[Data extracted from a collection]
○ ○ ○ ○ ○

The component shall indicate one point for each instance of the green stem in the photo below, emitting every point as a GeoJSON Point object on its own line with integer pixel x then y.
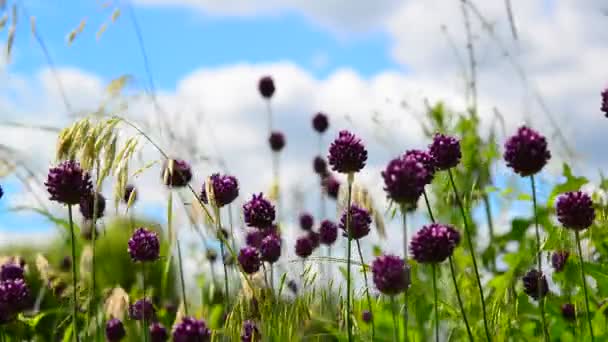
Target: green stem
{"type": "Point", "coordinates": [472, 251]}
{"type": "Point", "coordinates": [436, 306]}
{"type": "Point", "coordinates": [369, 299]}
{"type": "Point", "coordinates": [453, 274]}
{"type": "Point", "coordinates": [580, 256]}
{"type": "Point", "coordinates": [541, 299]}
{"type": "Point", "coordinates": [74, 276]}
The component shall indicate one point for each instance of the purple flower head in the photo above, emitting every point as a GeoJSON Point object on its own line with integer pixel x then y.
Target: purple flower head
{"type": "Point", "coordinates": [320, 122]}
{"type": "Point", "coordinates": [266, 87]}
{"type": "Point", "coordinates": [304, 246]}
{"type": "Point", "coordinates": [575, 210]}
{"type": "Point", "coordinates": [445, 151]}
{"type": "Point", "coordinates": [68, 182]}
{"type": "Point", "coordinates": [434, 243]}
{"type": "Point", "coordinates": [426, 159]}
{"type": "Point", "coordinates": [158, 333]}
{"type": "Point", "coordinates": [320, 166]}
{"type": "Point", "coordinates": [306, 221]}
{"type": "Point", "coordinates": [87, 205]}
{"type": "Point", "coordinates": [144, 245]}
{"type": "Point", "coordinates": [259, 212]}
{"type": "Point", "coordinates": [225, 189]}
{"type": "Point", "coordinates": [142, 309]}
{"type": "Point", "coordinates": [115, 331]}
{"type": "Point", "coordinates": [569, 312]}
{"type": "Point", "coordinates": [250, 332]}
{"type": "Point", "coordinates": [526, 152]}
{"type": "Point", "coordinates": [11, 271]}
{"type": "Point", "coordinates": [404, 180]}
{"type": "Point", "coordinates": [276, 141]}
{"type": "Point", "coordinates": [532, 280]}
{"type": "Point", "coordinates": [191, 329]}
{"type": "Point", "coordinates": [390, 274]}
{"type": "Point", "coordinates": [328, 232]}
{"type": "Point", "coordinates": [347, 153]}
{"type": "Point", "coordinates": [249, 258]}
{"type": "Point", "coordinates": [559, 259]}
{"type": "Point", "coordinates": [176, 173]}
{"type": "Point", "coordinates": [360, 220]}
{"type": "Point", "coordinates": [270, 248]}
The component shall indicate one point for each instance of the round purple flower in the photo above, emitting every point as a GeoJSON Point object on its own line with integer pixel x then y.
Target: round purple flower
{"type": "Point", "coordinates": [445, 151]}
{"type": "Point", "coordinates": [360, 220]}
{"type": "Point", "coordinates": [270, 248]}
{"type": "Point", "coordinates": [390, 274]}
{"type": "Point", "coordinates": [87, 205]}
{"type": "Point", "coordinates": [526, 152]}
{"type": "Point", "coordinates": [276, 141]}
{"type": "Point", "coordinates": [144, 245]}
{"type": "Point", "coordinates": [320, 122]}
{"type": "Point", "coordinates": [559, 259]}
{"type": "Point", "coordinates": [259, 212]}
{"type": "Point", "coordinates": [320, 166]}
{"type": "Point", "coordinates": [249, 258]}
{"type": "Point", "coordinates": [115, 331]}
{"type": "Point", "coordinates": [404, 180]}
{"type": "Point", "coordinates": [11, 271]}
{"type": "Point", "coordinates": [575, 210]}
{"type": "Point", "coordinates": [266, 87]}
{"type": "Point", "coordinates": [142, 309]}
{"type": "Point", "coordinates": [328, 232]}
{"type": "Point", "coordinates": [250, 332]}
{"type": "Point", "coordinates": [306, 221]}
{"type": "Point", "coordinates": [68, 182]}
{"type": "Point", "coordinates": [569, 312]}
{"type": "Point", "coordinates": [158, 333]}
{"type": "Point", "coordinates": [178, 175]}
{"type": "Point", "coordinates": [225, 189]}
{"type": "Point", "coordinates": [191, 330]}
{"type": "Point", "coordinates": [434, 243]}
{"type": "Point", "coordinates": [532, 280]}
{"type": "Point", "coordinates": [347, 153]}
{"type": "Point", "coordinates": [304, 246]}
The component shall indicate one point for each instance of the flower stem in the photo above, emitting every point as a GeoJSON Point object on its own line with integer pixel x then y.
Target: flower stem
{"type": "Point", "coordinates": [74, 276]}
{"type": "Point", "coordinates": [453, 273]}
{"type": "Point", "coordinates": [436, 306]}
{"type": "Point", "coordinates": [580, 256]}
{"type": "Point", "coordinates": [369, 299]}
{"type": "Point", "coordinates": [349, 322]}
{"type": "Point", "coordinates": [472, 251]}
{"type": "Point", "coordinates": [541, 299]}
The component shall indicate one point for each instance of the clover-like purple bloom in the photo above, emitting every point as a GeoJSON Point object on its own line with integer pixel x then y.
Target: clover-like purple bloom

○ ○ ○ ○ ○

* Exercise prompt
Lay out every line of the entries above as a numbered list, skipping blank lines and leaving out the pictures.

* Full solution
1. The component shall indicate one point for each instance of the green stem in the photo below, emitting every point as a GeoJSON Point object on its own line with integer pixel x then y.
2. Target: green stem
3. {"type": "Point", "coordinates": [472, 251]}
4. {"type": "Point", "coordinates": [436, 306]}
5. {"type": "Point", "coordinates": [369, 299]}
6. {"type": "Point", "coordinates": [453, 274]}
7. {"type": "Point", "coordinates": [580, 256]}
8. {"type": "Point", "coordinates": [541, 299]}
9. {"type": "Point", "coordinates": [74, 276]}
10. The component shall indicate one point for each instance of the purple flower head in the photo above, emitting every point as a GeoJSON Point object on its own line with integer pixel x then y.
11. Target: purple flower head
12. {"type": "Point", "coordinates": [320, 122]}
13. {"type": "Point", "coordinates": [266, 87]}
14. {"type": "Point", "coordinates": [304, 246]}
15. {"type": "Point", "coordinates": [575, 210]}
16. {"type": "Point", "coordinates": [445, 151]}
17. {"type": "Point", "coordinates": [68, 182]}
18. {"type": "Point", "coordinates": [434, 243]}
19. {"type": "Point", "coordinates": [426, 159]}
20. {"type": "Point", "coordinates": [158, 333]}
21. {"type": "Point", "coordinates": [320, 166]}
22. {"type": "Point", "coordinates": [306, 221]}
23. {"type": "Point", "coordinates": [87, 205]}
24. {"type": "Point", "coordinates": [144, 245]}
25. {"type": "Point", "coordinates": [259, 212]}
26. {"type": "Point", "coordinates": [225, 189]}
27. {"type": "Point", "coordinates": [142, 309]}
28. {"type": "Point", "coordinates": [115, 331]}
29. {"type": "Point", "coordinates": [569, 312]}
30. {"type": "Point", "coordinates": [250, 332]}
31. {"type": "Point", "coordinates": [526, 152]}
32. {"type": "Point", "coordinates": [11, 271]}
33. {"type": "Point", "coordinates": [404, 180]}
34. {"type": "Point", "coordinates": [276, 141]}
35. {"type": "Point", "coordinates": [532, 280]}
36. {"type": "Point", "coordinates": [191, 329]}
37. {"type": "Point", "coordinates": [390, 274]}
38. {"type": "Point", "coordinates": [328, 232]}
39. {"type": "Point", "coordinates": [347, 153]}
40. {"type": "Point", "coordinates": [249, 258]}
41. {"type": "Point", "coordinates": [559, 259]}
42. {"type": "Point", "coordinates": [176, 173]}
43. {"type": "Point", "coordinates": [360, 220]}
44. {"type": "Point", "coordinates": [270, 248]}
45. The component shall indicate one point for each instance of the round purple flower in the photo above, emitting every point as a GeoJSON Point object on its own line with integer pixel x then y.
46. Target: round purple flower
47. {"type": "Point", "coordinates": [445, 151]}
48. {"type": "Point", "coordinates": [360, 220]}
49. {"type": "Point", "coordinates": [270, 248]}
50. {"type": "Point", "coordinates": [390, 274]}
51. {"type": "Point", "coordinates": [87, 205]}
52. {"type": "Point", "coordinates": [526, 152]}
53. {"type": "Point", "coordinates": [276, 141]}
54. {"type": "Point", "coordinates": [144, 245]}
55. {"type": "Point", "coordinates": [320, 122]}
56. {"type": "Point", "coordinates": [559, 259]}
57. {"type": "Point", "coordinates": [259, 212]}
58. {"type": "Point", "coordinates": [320, 166]}
59. {"type": "Point", "coordinates": [249, 258]}
60. {"type": "Point", "coordinates": [115, 331]}
61. {"type": "Point", "coordinates": [404, 180]}
62. {"type": "Point", "coordinates": [11, 271]}
63. {"type": "Point", "coordinates": [575, 210]}
64. {"type": "Point", "coordinates": [266, 87]}
65. {"type": "Point", "coordinates": [142, 309]}
66. {"type": "Point", "coordinates": [328, 232]}
67. {"type": "Point", "coordinates": [250, 332]}
68. {"type": "Point", "coordinates": [306, 221]}
69. {"type": "Point", "coordinates": [68, 182]}
70. {"type": "Point", "coordinates": [569, 312]}
71. {"type": "Point", "coordinates": [158, 333]}
72. {"type": "Point", "coordinates": [178, 175]}
73. {"type": "Point", "coordinates": [225, 189]}
74. {"type": "Point", "coordinates": [191, 330]}
75. {"type": "Point", "coordinates": [434, 243]}
76. {"type": "Point", "coordinates": [532, 280]}
77. {"type": "Point", "coordinates": [347, 153]}
78. {"type": "Point", "coordinates": [304, 246]}
79. The component shall indicate one point for each instance of the flower stem in the photo above, emitting every point as a GeoJSON Point object on its own line with integer pixel x then y.
80. Target: flower stem
81. {"type": "Point", "coordinates": [74, 276]}
82. {"type": "Point", "coordinates": [453, 273]}
83. {"type": "Point", "coordinates": [436, 306]}
84. {"type": "Point", "coordinates": [580, 256]}
85. {"type": "Point", "coordinates": [369, 299]}
86. {"type": "Point", "coordinates": [349, 322]}
87. {"type": "Point", "coordinates": [472, 251]}
88. {"type": "Point", "coordinates": [541, 299]}
89. The component shall indicate one point for each instance of the clover-like purple bloom in the photo above, emitting every point as a GeoJSON Point object on its own line with integer pixel x then y.
90. Target: clover-like purple bloom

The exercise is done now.